■ Data in this exercise:
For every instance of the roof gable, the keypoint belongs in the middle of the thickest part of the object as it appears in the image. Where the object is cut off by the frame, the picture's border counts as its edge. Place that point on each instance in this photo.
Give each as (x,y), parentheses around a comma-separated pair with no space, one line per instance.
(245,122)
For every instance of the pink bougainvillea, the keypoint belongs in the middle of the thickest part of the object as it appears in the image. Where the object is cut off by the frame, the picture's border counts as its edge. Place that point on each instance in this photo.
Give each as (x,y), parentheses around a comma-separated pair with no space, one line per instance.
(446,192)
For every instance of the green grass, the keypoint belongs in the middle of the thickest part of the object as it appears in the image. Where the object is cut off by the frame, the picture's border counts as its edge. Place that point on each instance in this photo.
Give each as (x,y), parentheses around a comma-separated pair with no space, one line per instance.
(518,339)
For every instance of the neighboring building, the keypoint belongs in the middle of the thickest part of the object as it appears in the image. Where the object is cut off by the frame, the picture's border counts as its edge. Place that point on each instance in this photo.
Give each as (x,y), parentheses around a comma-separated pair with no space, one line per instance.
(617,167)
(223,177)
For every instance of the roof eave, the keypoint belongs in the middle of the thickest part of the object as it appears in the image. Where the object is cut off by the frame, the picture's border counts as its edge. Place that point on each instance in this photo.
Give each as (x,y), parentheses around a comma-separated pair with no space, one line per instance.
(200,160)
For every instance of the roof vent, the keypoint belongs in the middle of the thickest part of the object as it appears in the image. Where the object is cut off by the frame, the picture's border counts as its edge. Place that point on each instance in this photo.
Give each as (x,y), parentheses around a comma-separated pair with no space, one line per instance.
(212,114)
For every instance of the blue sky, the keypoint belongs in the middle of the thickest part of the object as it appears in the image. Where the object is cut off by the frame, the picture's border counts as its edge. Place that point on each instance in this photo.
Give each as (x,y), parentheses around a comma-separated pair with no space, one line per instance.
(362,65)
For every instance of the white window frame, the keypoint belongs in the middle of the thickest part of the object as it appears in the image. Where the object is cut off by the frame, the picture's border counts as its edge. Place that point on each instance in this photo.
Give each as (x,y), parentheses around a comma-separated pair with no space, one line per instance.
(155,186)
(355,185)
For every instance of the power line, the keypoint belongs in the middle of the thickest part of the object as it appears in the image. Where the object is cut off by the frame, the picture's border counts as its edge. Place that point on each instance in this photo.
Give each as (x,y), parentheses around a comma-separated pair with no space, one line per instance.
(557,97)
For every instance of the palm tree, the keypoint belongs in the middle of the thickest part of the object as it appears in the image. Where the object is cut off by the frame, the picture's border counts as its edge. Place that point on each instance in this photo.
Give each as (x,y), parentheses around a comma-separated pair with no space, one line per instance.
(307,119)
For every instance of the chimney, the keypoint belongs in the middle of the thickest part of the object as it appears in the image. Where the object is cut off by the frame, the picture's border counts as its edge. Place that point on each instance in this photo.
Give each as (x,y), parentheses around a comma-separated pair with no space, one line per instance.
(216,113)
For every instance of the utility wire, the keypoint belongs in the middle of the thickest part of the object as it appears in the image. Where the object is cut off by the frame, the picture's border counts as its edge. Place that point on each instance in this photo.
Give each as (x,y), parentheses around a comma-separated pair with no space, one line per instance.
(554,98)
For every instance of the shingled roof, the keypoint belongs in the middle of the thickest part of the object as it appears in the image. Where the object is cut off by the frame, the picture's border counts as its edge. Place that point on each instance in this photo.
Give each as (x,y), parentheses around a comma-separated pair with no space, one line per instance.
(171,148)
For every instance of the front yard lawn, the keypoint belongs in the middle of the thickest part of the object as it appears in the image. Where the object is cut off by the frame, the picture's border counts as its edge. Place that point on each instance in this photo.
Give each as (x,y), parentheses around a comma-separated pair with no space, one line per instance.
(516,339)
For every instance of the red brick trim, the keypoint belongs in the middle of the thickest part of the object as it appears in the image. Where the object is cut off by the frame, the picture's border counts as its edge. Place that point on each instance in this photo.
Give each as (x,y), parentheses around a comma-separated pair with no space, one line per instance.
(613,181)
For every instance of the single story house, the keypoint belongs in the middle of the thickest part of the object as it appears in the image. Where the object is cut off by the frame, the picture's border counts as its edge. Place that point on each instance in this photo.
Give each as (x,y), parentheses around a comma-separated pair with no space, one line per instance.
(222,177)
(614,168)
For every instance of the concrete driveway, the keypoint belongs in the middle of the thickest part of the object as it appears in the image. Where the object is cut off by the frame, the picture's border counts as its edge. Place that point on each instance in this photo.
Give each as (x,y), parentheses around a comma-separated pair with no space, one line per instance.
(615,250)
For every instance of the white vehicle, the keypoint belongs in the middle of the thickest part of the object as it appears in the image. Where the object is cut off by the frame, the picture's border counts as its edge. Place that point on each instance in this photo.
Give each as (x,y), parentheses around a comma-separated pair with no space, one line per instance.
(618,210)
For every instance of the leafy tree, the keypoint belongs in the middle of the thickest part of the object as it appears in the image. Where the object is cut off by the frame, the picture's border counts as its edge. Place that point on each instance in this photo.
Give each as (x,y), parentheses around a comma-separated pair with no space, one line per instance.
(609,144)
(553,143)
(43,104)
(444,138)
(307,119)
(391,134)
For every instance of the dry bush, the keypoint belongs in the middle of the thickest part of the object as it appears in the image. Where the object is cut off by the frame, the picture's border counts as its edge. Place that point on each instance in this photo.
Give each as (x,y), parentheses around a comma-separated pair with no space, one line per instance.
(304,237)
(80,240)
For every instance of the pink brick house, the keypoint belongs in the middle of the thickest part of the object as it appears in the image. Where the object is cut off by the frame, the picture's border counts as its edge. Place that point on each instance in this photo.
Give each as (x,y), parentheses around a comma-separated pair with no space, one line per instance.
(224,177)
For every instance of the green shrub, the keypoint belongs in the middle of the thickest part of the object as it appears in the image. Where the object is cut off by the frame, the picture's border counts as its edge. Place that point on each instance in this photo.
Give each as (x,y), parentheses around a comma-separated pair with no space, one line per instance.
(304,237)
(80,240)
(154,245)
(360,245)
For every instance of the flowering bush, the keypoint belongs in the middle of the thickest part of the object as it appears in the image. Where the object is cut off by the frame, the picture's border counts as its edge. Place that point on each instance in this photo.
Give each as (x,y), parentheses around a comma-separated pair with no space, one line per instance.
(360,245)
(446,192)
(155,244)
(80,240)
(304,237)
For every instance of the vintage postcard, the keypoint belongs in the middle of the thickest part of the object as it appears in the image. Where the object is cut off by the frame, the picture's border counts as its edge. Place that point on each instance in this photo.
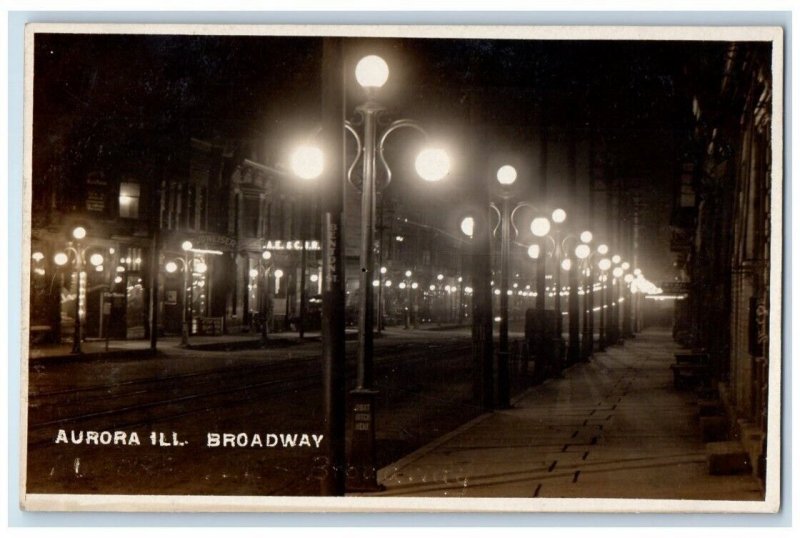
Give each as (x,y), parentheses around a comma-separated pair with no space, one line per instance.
(320,268)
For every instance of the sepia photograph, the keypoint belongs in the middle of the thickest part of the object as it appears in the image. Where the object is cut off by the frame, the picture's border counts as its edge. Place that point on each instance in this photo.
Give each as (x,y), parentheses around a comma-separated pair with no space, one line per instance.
(402,268)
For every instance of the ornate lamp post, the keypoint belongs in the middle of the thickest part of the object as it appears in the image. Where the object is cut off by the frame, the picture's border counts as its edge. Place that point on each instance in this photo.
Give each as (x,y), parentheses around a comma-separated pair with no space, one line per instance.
(265,264)
(604,265)
(171,267)
(584,253)
(372,72)
(78,252)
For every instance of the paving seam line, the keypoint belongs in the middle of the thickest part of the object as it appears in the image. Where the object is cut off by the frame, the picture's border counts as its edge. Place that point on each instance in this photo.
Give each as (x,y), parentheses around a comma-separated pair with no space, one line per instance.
(386,471)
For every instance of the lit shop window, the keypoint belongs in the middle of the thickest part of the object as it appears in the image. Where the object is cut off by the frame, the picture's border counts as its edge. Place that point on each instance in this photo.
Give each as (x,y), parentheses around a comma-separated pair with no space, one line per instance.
(129,200)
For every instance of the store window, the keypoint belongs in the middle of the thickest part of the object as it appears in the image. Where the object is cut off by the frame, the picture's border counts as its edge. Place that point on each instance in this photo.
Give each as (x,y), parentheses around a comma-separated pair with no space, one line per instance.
(129,200)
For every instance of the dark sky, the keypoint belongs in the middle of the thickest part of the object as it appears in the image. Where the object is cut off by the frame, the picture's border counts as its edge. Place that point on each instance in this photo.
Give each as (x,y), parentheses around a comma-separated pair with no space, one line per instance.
(100,100)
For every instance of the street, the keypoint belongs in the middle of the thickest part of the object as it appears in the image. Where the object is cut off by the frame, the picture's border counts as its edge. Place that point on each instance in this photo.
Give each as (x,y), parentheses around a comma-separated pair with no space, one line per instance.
(423,378)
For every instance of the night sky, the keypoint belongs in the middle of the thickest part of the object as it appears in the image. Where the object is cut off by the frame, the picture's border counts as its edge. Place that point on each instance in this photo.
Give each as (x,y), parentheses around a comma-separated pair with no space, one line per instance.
(101,101)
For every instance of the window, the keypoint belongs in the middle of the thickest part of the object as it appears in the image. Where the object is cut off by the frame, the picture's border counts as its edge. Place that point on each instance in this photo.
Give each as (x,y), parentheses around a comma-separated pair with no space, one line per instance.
(129,200)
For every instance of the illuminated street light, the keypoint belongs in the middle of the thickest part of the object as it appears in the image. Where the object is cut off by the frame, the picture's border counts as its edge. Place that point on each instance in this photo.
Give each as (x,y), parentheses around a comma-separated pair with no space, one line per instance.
(307,162)
(372,72)
(468,226)
(506,175)
(540,226)
(432,164)
(582,251)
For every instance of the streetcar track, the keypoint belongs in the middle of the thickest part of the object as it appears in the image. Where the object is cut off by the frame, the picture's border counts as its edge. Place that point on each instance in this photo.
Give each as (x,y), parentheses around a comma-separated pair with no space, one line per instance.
(251,391)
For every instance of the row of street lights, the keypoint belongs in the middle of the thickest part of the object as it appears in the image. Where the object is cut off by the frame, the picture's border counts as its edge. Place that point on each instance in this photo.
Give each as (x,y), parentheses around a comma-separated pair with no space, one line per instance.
(372,72)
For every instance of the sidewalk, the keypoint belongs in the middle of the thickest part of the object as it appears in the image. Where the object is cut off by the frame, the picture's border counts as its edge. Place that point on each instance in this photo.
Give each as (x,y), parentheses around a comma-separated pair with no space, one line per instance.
(611,428)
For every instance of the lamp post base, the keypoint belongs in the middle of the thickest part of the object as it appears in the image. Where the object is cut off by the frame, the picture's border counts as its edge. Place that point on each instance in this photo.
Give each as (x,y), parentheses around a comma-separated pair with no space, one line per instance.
(362,472)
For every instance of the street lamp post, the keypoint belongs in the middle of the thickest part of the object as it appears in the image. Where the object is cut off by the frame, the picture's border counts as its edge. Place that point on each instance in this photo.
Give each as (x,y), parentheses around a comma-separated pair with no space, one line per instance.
(266,266)
(506,176)
(372,73)
(604,265)
(79,253)
(584,252)
(171,267)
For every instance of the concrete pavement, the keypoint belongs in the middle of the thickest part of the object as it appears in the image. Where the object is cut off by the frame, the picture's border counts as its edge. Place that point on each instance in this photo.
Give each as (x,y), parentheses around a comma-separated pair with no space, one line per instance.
(611,428)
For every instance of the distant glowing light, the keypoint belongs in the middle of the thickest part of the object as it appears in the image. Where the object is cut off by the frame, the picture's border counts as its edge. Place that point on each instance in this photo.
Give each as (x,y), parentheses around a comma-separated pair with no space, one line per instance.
(582,251)
(468,226)
(307,162)
(79,232)
(372,71)
(540,226)
(506,175)
(432,164)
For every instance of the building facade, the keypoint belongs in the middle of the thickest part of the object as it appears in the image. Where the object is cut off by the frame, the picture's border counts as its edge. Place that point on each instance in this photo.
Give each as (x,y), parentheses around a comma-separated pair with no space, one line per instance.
(722,237)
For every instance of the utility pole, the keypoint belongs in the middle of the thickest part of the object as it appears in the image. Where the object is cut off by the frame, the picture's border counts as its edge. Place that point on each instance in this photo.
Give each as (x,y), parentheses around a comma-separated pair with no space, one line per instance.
(333,282)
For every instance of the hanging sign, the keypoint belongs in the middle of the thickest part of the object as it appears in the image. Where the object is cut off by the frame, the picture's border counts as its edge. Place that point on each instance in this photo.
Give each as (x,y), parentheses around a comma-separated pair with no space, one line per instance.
(292,245)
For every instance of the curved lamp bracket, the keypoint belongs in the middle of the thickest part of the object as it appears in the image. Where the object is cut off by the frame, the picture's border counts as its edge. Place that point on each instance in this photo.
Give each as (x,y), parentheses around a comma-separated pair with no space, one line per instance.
(394,126)
(350,129)
(499,217)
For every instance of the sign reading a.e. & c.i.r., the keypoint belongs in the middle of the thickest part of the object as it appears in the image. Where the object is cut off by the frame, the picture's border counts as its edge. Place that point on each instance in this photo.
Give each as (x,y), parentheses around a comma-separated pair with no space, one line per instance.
(292,245)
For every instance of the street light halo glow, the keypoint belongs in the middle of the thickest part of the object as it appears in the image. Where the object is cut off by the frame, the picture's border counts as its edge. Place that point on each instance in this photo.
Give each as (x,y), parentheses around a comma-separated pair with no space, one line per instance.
(506,175)
(79,232)
(582,251)
(468,226)
(540,226)
(372,71)
(307,162)
(432,164)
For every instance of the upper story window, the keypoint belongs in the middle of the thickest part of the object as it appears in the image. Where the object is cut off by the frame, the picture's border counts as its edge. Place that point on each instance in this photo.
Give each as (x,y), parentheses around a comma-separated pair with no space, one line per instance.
(129,200)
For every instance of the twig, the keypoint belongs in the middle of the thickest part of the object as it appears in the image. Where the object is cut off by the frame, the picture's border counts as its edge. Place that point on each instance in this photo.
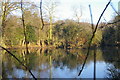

■ Written exercise: Tally the lines in the entries above that contain the word "house". How many are there? Reply with the number alone.

■ The output: 2